---------- Text ----------

Deutscher Käse: Viel mehr als Industrieware

Die neue Falstaff-Coverstory: Handwerklich arbeitende Käsereien ver­suchen, dem Einheits­geschmack etwas entgegenzusetzen – mit Erfolg!

Hier in Adolzhausen, einem kleinen Weiler im fränkischen Nordosten Baden-Württembergs, rund 30 Kilometer von Rothenburg ob der Tauber entfernt, ist die Welt noch in Ordnung. Sonja Schmidberger lockt ihre Ziegen in den Melkstand, und als sie etwas Futter in den Trog schüttet, drängen sich alle zwölf Tiere am Gitter. Die vordersten beiden ergattern den ersten Platz und stecken ihre Köpfe durch die Holzstäbe, Sonja Schmidberger schiebt blitzschnell einen Riegel vor, damit sie nicht mehr weglaufen können. Dann rückt sie mit der Melkmaschine an, und kurz darauf fließt die Milch. Etwa 30 Liter geben ihre zwölf Ziegen am Tag, dafür werden sie morgens und abends gemolken.

Die Schmidbergers haben einen kleinen Hof, auf dem sie Ziegenkäse, Lammfleisch und verschiedene Öle herstellen. Angefangen hat alles mit den Schafen, später kamen die Ziegen dazu. »Irgendwann kam ich auf die Idee, dass ich Ziegenkäse machen könnte«, erzählt Sonja Schmidberger. In Kursen eignete sie sich das nötige Handwerkszeug an, machte eine Prüfung, weil das die Hygienebestimmungen verlangen, und konnte loslegen. Jeden zweiten Tag verarbeitet sie die Milch, die sie dafür in der Kühlung sammelt. Das sind dann rund 60 Liter, die wiederum sechs Kilogramm Käse ergeben – eine verschwindend kleine Menge. Die winzige Käserei, die im Hauptgebäude untergebracht ist, wirkt auf sympathische Art unprofessionell, doch Sonja Schmidberger versteht ihr Handwerk. So gut, dass sich ihre Käse sogar auf dem Käsewagen von Sternekoch Jürgen Koch finden, Patron des Restaurants »Laurentius« im nahe gelegenen Weikerheim. Drei Sorten produziert sie, einen Frischkäse, einen jungen Schnittkäse und einen gereiften Hartkäse. Die vertreibt sie dann ab Hof oder auf Bauernmärkten in der Umgebung. Ob sie denn nie daran gedacht hat, eines Tages einmal zu expandieren? »Ach, das ist sehr aufwendig, und ich müsste alles hier vergrößern und viel Geld investieren. Da mache ich meinen Käse doch lieber im kleinen Stil«, sagt sie. Da mag der Schwabe ein wenig mitspielen, doch immerhin stellt sie so auch sicher, dass ihr Käse nicht seine Seele verkauft und zum Massenprodukt verkommt. Wer etwas davon haben will, muss eben zum Käse kommen und nicht umgekehrt.

----------

= Gestellte Aufgabe 1 =
Wie viel Milch geben die zwölf Ziegen laut dem Text über deutschen Käse am Tag?

---------- Bereitgestelltes Material ----------

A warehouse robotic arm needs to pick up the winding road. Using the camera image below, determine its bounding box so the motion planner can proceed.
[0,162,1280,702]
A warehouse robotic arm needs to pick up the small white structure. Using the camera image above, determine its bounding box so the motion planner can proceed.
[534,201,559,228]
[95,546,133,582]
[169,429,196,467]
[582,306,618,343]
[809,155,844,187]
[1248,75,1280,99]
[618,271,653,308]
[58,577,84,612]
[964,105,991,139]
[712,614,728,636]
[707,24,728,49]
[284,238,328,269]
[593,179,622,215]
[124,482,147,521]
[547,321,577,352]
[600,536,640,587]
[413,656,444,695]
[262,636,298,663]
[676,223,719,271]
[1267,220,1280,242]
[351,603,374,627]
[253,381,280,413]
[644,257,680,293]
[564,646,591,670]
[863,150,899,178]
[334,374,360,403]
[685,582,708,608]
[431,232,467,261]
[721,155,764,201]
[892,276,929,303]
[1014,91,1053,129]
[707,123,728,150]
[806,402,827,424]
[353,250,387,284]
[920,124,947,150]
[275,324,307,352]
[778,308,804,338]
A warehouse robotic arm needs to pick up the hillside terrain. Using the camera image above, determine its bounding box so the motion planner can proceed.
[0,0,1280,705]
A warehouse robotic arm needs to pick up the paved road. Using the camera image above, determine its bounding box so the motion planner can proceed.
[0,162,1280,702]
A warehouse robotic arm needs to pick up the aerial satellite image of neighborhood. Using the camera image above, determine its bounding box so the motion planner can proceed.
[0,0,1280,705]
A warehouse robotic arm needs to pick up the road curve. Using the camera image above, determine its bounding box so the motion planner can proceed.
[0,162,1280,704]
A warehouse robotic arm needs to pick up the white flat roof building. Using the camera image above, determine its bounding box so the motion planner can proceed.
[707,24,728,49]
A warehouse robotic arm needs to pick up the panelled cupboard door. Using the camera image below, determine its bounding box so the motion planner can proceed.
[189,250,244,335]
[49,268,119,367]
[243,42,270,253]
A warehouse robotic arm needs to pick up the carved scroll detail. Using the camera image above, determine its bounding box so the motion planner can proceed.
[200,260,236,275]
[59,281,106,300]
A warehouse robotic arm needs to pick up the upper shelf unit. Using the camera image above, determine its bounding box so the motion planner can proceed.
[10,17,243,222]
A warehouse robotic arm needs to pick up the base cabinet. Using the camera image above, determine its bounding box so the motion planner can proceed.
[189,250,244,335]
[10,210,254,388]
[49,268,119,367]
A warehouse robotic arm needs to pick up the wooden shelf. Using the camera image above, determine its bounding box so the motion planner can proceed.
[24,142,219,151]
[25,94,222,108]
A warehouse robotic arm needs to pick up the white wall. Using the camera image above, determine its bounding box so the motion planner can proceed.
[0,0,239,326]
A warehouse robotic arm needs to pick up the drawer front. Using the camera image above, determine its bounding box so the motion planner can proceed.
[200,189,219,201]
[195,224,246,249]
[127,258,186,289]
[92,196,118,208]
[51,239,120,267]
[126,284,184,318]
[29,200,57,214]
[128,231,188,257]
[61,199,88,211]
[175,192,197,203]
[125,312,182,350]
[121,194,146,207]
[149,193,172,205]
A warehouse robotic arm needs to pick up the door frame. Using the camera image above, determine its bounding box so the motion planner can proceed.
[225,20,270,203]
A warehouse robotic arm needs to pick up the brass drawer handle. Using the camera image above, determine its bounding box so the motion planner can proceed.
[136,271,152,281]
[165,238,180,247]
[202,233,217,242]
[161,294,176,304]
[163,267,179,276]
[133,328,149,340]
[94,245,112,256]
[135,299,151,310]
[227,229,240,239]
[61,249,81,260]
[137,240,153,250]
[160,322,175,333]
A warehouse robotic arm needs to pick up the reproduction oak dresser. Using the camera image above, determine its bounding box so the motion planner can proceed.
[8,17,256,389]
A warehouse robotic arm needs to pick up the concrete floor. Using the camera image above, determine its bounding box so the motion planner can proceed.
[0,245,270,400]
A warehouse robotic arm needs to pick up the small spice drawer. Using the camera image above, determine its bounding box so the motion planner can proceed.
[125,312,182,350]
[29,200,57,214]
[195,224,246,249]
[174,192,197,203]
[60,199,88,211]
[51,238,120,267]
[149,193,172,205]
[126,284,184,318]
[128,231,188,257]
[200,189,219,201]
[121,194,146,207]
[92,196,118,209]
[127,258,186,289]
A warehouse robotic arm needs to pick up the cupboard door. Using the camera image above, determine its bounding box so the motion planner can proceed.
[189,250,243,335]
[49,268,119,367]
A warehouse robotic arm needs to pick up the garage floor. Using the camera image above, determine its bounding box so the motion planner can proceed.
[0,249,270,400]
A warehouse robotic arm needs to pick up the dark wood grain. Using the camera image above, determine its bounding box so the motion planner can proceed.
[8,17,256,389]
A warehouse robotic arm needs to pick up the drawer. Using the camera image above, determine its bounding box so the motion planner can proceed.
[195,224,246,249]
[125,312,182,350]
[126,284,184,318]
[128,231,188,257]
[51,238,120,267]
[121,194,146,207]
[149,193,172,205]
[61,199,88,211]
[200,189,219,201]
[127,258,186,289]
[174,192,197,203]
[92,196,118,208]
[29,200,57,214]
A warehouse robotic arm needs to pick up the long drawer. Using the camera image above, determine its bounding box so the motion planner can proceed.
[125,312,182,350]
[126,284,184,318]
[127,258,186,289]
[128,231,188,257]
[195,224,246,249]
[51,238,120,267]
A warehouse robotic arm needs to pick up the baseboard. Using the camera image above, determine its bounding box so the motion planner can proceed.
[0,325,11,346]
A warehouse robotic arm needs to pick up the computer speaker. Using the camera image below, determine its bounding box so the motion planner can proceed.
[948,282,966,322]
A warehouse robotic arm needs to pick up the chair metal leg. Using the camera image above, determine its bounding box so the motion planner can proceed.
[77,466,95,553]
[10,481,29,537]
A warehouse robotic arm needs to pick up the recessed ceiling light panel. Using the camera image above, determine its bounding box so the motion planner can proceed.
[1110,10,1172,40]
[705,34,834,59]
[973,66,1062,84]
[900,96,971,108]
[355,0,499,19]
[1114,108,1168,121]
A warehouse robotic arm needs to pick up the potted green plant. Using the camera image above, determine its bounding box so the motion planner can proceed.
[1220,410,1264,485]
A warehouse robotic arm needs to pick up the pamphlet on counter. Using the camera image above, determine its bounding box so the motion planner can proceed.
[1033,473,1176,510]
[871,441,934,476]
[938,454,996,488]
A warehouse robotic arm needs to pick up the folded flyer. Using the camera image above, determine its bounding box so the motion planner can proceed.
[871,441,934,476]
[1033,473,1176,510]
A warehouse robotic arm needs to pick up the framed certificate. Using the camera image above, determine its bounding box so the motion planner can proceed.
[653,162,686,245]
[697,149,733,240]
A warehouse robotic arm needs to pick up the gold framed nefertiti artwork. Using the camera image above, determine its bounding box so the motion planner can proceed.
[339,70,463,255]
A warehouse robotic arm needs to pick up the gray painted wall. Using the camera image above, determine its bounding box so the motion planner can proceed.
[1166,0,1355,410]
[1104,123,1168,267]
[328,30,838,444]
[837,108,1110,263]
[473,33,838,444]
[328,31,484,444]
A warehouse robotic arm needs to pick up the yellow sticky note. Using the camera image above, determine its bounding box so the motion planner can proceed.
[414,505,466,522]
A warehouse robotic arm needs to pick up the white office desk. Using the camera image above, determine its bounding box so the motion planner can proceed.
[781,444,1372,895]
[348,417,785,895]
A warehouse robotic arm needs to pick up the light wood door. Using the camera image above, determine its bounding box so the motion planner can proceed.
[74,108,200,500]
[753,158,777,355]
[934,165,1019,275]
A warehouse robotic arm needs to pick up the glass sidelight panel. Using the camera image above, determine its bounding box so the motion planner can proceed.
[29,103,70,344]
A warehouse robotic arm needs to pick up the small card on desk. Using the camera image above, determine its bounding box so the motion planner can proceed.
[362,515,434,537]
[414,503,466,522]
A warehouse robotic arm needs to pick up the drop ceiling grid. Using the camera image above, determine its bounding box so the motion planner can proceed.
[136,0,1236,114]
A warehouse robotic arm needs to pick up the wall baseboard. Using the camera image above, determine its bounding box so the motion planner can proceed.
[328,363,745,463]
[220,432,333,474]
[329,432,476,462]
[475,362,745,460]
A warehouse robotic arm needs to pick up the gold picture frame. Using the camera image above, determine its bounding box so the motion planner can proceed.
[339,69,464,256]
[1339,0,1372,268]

----------

= Gestellte Aufgabe 2 =
Ersetze in den Datensätzen „concrete floor“ durch „tiled floor“, und zwar in allem von der Zeile mit „A warehouse robotic arm needs to pick up the drawer front.“ bis hinunter zur Zeile mit „[0,245,270,400]“. Gib nur diese Zeilen wieder und lass alles Übrige darin unverändert.

= Vollständige Antwort 1 =
Etwa 30 Liter.

= Vollständige Antwort 2 =
A warehouse robotic arm needs to pick up the drawer front. Using the camera image above, determine its bounding box so the motion planner can proceed.
[200,189,219,201]
[195,224,246,249]
[127,258,186,289]
[92,196,118,208]
[51,239,120,267]
[126,284,184,318]
[29,200,57,214]
[128,231,188,257]
[61,199,88,211]
[175,192,197,203]
[125,312,182,350]
[121,194,146,207]
[149,193,172,205]
A warehouse robotic arm needs to pick up the door frame. Using the camera image above, determine its bounding box so the motion planner can proceed.
[225,20,270,203]
A warehouse robotic arm needs to pick up the brass drawer handle. Using the camera image above, determine its bounding box so the motion planner can proceed.
[136,271,152,281]
[165,238,180,247]
[202,233,217,242]
[161,294,176,304]
[163,267,179,276]
[133,328,149,340]
[94,245,112,256]
[135,299,151,310]
[227,229,240,239]
[61,249,81,260]
[137,240,153,250]
[160,322,175,333]
A warehouse robotic arm needs to pick up the reproduction oak dresser. Using the camera image above, determine its bounding box so the motion planner can proceed.
[8,17,256,389]
A warehouse robotic arm needs to pick up the tiled floor. Using the camera image above, determine its bounding box so the motion planner can proceed.
[0,245,270,400]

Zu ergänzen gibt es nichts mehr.